Named-object pointing records
________________

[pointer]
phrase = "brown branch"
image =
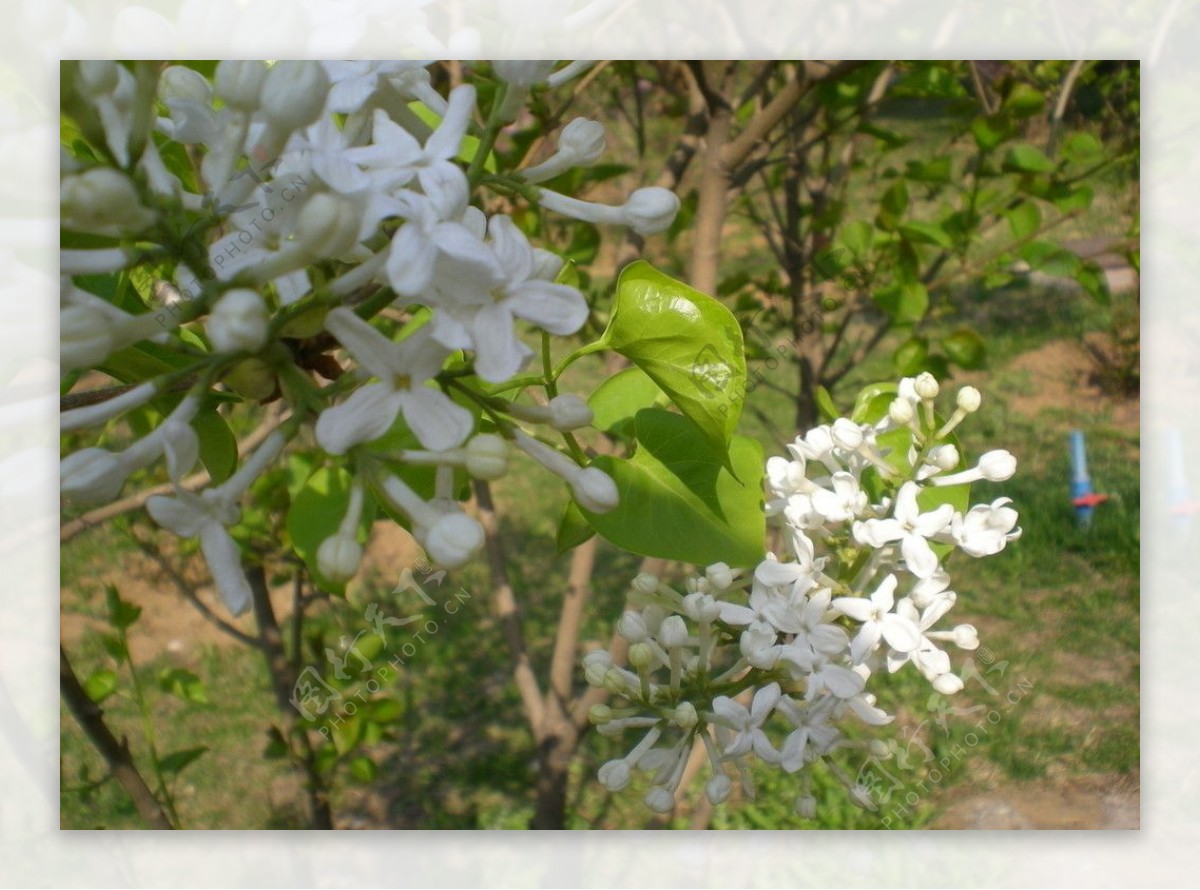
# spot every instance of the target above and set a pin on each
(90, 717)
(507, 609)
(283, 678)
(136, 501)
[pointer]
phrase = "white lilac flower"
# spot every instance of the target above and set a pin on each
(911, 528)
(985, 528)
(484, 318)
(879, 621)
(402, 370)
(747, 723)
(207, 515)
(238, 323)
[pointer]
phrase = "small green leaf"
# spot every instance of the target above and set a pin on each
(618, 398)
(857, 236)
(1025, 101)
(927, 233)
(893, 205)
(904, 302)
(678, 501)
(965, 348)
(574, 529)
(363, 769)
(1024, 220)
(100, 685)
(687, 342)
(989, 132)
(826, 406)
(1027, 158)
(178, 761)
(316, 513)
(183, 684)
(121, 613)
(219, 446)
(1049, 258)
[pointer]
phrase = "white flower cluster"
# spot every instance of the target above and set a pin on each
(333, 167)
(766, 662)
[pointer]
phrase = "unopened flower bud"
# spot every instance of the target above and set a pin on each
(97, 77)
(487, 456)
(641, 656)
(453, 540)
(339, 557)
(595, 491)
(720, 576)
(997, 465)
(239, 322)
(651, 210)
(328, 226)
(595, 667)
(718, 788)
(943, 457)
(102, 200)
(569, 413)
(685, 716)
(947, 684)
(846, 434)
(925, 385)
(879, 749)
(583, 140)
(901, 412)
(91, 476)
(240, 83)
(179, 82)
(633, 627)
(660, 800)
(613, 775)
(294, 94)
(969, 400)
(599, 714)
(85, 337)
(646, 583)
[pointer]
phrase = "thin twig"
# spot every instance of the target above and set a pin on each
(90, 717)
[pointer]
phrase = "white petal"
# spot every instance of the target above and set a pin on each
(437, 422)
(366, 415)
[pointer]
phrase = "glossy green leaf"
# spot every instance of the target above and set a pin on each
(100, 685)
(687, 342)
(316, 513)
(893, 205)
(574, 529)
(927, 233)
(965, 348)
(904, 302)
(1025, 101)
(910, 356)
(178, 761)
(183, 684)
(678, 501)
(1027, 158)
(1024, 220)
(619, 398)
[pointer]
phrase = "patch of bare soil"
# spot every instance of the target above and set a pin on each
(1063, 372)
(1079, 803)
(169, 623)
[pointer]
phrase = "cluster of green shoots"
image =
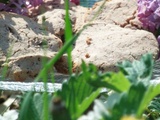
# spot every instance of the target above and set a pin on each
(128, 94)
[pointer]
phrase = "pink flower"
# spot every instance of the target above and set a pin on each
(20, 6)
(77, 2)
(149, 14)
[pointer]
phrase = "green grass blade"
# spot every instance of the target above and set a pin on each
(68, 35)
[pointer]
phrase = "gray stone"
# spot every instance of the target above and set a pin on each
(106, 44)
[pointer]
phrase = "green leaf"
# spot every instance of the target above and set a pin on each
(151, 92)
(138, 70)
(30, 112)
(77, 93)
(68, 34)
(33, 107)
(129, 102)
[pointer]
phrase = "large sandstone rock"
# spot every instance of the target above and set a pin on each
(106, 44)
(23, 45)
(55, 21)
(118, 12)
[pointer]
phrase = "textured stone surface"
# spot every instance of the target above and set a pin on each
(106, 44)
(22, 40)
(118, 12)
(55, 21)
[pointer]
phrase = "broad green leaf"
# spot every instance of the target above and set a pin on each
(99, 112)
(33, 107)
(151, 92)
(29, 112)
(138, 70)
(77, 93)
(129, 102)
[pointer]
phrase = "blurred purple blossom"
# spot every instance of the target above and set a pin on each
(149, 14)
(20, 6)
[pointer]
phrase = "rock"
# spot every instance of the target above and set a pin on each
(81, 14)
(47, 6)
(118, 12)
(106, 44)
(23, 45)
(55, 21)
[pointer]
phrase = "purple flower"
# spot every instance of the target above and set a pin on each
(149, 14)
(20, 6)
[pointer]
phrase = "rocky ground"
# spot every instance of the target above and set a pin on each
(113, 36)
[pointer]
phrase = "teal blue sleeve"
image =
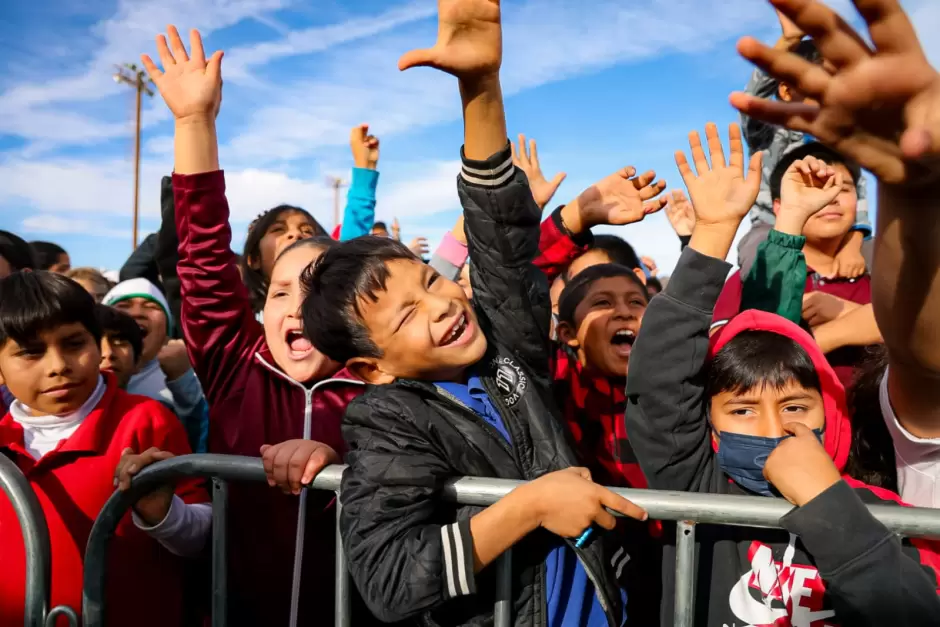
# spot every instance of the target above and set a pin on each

________________

Copy every line of the records from the start through the line holding "(1049, 258)", inclusive, and multiply each pin coordinate by 2.45, rounding to whole numbers with halves going up. Leave the picture out of your copy.

### OUTPUT FOR THIS TASK
[pointer]
phrase = "brown branch"
image =
# spot every instance of the target above and set a pin on each
(221, 1757)
(1242, 1492)
(693, 1661)
(333, 1227)
[pointer]
phrase = "white lilac flower"
# spot every instance of the target above and set a pin on each
(2232, 1294)
(2413, 1294)
(1186, 779)
(2154, 1521)
(985, 907)
(1830, 1771)
(507, 1262)
(583, 791)
[pointer]
phrase = "small green leaf"
# spot every instance of the target above and set a pin on each
(1514, 975)
(2100, 578)
(2511, 247)
(2271, 571)
(2188, 502)
(2215, 740)
(1661, 1227)
(2364, 853)
(1406, 1296)
(889, 1884)
(2509, 539)
(245, 1678)
(1683, 838)
(2423, 323)
(2024, 995)
(2516, 387)
(436, 1864)
(774, 1257)
(448, 1676)
(296, 1502)
(537, 1093)
(2570, 632)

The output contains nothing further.